### Page extract
▬▬▬▬▬▬▬▬▬▬
Pavermenys Manor (Lithuanian: Pavermenio dvaras) is a former residential manor in the village of Pavermenys, Kėdainiai District Municipality, Lithuania. Pavermenys Manor was established in 1585. The surviving ensemble includes two manor houses (one being a main manor building, dating from the 17th and 19th centuries), a granary, ice house, and park with old linden alley.

The main manor house is a two-storey Classical (Neoclassical) building with single-storey wings; the principal façade features a portico and the wall planes are articulated with pilasters. The manor is set within a landscaped park originating in the 18th century, where several notable and uncommon trees are recorded, including eastern white pine (Pinus strobus), large-leaved linden (Tilia platyphyllos), silver birch (Betula pendula) and yellow-flowering horse-chestnut (Aesculus flava).

== History ==
Pavermenys Manor was first mentioned in written sources from 1585. Over the centuries, it was owned by the Truskauskas, Brunov, Bružovskis, and Beriozov families.

Over time the estate was owned by several noble families, including the Truskauskai, Brunov (Brunovai/Brünnow), Bružovskiai and Beriozov families; the Brunov family, originally from Courland, took control of the estate in 1748 and at the end of the 18th century/beginning of the 19th century they erected the two current manor houses.

After World War II, the manor buildings were adapted for use as a school, which operated until 1983. Today, the manor complex is privately owned.

== Notable residents ==

- Stanislovas Brunovas (1859–1941) – Lithuanian baron and public figure.
▬▬▬▬▬▬▬▬▬▬
### Exercises to complete
A. Answer these questions from the passage on Pavermenys Manor:
(i) What feature does the principal façade of the main manor house have?
(ii) In what year did the Brunov family take control of the estate, and where was the family originally from?
(iii) What were the manor buildings used as after World War II, and until what year?
B. Quote the part of the passage on Pavermenys Manor that opens with the words containing "After World War" and closes with "and public figure.".
The data that comes next has no connection to the passage on Pavermenys Manor.

### Provided information
▬▬▬▬▬▬▬▬▬▬
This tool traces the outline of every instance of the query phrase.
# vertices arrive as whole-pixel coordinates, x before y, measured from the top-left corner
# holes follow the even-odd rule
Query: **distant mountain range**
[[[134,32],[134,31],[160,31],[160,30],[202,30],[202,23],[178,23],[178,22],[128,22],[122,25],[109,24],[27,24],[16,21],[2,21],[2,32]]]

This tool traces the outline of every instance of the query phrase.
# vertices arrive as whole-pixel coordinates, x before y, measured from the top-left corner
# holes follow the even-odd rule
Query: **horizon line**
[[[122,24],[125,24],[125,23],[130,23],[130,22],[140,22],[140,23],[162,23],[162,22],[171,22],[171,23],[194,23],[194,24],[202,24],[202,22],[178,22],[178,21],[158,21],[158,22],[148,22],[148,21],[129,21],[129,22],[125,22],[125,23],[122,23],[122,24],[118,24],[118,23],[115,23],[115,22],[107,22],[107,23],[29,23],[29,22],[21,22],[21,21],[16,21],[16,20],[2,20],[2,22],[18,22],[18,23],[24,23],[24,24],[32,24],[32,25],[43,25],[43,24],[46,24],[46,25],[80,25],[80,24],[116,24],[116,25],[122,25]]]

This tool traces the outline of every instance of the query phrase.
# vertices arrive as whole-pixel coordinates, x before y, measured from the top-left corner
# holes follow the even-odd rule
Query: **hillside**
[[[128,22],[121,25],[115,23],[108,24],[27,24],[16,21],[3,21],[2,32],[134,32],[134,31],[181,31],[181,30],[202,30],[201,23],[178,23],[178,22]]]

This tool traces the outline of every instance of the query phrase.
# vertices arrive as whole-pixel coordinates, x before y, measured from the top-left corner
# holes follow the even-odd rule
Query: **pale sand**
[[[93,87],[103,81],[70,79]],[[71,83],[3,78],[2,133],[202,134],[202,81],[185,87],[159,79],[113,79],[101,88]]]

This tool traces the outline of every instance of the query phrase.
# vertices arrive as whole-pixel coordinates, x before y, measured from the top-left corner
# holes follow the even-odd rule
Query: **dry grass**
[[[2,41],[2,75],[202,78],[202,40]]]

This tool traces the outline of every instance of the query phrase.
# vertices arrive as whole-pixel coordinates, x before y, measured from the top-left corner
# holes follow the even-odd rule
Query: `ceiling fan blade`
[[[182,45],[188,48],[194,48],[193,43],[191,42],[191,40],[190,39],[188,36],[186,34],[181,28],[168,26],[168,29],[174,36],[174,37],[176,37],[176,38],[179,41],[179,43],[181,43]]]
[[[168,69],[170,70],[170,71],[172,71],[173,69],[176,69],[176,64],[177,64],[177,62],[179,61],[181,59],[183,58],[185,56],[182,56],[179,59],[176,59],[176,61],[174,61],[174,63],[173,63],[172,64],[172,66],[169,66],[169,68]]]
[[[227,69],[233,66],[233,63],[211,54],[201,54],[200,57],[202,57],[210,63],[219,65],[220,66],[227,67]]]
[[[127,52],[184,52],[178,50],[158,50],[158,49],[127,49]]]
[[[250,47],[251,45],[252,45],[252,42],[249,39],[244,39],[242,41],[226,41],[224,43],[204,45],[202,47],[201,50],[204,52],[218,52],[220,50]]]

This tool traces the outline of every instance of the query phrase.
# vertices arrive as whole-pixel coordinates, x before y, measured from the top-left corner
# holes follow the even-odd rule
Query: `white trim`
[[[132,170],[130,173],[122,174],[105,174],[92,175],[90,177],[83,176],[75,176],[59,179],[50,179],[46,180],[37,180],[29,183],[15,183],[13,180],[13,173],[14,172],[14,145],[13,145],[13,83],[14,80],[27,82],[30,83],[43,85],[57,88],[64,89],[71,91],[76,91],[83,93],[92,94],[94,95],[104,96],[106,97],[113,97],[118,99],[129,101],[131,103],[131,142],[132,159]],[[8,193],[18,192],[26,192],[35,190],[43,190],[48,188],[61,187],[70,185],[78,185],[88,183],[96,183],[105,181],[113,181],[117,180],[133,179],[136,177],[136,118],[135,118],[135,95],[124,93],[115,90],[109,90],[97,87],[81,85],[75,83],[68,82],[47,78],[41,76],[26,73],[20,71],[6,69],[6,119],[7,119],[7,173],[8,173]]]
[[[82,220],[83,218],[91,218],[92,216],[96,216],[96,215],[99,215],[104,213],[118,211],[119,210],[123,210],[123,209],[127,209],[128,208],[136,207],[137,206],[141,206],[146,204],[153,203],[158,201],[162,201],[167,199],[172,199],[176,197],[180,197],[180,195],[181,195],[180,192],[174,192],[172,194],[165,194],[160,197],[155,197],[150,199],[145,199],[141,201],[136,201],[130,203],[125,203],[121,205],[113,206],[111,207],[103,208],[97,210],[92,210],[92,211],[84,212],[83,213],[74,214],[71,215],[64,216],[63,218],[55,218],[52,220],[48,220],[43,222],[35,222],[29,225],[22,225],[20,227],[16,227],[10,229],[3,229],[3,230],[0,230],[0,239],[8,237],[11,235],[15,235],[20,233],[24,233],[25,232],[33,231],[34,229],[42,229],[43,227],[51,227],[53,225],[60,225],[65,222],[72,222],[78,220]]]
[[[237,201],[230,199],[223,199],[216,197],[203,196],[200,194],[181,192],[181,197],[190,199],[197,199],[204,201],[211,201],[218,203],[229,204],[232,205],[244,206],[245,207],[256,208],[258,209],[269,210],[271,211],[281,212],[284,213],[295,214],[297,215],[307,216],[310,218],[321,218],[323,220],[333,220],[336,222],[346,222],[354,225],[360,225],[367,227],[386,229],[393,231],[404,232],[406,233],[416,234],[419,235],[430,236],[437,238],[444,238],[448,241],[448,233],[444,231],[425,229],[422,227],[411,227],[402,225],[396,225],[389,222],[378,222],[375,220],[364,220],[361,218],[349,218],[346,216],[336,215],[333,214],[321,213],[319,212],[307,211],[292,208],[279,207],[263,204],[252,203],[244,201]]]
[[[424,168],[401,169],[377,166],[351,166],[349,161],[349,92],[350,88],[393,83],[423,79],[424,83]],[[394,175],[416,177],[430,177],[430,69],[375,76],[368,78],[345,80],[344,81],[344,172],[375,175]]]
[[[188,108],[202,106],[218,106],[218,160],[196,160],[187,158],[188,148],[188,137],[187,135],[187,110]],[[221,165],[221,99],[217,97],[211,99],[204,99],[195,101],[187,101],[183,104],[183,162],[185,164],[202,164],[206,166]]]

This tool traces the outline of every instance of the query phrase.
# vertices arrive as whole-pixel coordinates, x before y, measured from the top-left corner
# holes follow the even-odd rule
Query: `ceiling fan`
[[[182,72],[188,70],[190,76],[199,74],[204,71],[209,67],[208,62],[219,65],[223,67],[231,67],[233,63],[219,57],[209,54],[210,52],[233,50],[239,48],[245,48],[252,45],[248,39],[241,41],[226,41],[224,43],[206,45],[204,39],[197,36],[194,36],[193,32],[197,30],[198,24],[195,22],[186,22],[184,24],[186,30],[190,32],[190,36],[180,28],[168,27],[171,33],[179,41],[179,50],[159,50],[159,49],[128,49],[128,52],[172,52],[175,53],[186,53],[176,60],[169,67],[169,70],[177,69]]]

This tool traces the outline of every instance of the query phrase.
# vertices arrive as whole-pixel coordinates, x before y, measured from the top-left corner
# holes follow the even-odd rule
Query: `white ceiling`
▬▬▬▬▬▬▬▬▬▬
### Task results
A.
(i) A portico.
(ii) 1748; Courland.
(iii) A school, until 1983.

B.
After World War II, the manor buildings were adapted for use as a school, which operated until 1983. Today, the manor complex is privately owned.

== Notable residents ==

- Stanislovas Brunovas (1859–1941) – Lithuanian baron and public figure.